◆ What is asked:
Copy word for word the section of the market analysis below that opens with the words containing "Operating losses by" and closes with "charts is GAAP)".

According to a 2018 market research report by Research and Markets, the global customer experience management market is projected to grow to $21.3 billion by 2024.
This represents a forecast CAGR of 22% from 2018 to 2024.
The main drivers for this expected growth are the growing needs of customers for a personalized customer experience throughout their purchase journey.
Also, experience management helps enterprises grow their brands, increase customer loyalty, reduce client attrition and improve their operations.
Major competitive or other industry participants include:
Infobip
Sinch
Twilio
MessageBird
Zendesk
Salesforce
Take
Yalo
Qualtrics
Others
Total revenue by quarter has followed the trajectory shown below:
9 Quarter Total Revenue (Seeking Alpha)
Gross profit margin by quarter has risen in the most recent quarter:
9 Quarter Gross Profit Margin (Seeking Alpha)
Selling, G&A expenses as a percentage of total revenue by quarter have been increasing in recent quarters:
9 Quarter Selling, G&A % Of Revenue (Seeking Alpha)
Operating losses by quarter have been significant, as the chart shows below:
9 Quarter Operating Income (Seeking Alpha)
Earnings per share (Diluted) have worsened sharply into negative territory in Q3 2022:
9 Quarter Earnings Per Share (Seeking Alpha)
(All data in above charts is GAAP)
In the past 12 months, ZENV’s stock price has fallen 82.8% vs. the U.S. S&P 500 index’ drop of around 16.6%, as the chart below indicates:
52 Week Stock Price (Seeking Alpha)
Below is a table of relevant capitalization and valuation figures for the company:
Measure [TTM] | Amount |
Enterprise Value / Sales | 0.6 |
Enterprise Value / EBITDA | 0.0 |
Revenue Growth Rate | 50.4% |
Net Income Margin | -9.3% |
GAAP EBITDA % | -14.0% |
Market Capitalization | $72,630,000 |
Enterprise Value | $88,570,000 |
Operating Cash Flow | -$11,140,000 |
Earnings Per Share (Fully Diluted) | $0.54 |
(Source - Seeking Alpha)
As a reference, a relevant partial public comparable would be Sprinklr (CXM). Shown below is a comparison of their primary valuation metrics:
Metric [TTM] | Sprinklr | Zenvia | Variance |
Enterprise Value / Sales | 3.1 | 0.6 | -80.3% |
Revenue Growth Rate | 29.8% | 50.4% | 69.1% |
Net Income Margin | -20.4% | -9.3% | -54.4% |
Operating Cash Flow | -$13,090,000 | -$11,140,000 | -14.9% |
(Source - Seeking Alpha)
A full comparison of the two companies’ performance metrics may be viewed here.
The Rule of 40 is a software industry rule of thumb that says that as long as the combined revenue growth rate and EBITDA percentage rate equal or exceed 40%, the firm is on an acceptable growth/EBITDA trajectory.
ZENV’s most recent GAAP Rule of 40 calculation was 36.4% as of Q3 2022, so the firm performed reasonably well for this metric, per the table below:
Rule of 40 - GAAP | Calculation |
Recent Rev. Growth % | 50.4% |
GAAP EBITDA % | -14.0% |
Total | 36.4% |
(Source - Seeking Alpha)
In its last earnings release (Source - Seeking Alpha), covering Q3 2022’s results, management highlighted the expected reductions in headcount and related expenses as the firm seeks to cut costs.

◆ Data section:
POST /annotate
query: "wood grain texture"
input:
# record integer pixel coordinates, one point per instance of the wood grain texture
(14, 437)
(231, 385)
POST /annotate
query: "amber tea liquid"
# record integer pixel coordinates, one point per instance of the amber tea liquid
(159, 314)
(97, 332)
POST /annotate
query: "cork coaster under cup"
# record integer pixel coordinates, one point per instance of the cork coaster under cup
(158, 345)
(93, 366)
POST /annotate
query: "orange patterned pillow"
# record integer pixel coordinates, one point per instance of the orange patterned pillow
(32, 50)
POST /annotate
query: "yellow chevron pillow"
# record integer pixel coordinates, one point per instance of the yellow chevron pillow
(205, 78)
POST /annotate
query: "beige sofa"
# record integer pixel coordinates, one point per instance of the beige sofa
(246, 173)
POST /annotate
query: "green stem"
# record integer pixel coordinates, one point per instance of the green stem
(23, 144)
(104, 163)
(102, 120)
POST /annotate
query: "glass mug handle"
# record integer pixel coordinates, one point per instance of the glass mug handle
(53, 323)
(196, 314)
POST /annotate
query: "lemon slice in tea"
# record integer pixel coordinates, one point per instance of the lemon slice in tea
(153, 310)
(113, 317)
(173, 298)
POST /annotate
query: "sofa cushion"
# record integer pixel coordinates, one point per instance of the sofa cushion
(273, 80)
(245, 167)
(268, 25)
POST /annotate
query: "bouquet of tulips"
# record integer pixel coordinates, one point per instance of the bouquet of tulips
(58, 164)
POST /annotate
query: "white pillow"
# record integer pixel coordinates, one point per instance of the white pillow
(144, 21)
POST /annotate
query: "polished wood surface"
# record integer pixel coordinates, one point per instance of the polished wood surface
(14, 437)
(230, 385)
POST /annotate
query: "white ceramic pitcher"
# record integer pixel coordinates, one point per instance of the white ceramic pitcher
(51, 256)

◆ Solution to this problem:
Operating losses by quarter have been significant, as the chart shows below:
9 Quarter Operating Income (Seeking Alpha)
Earnings per share (Diluted) have worsened sharply into negative territory in Q3 2022:
9 Quarter Earnings Per Share (Seeking Alpha)
(All data in above charts is GAAP)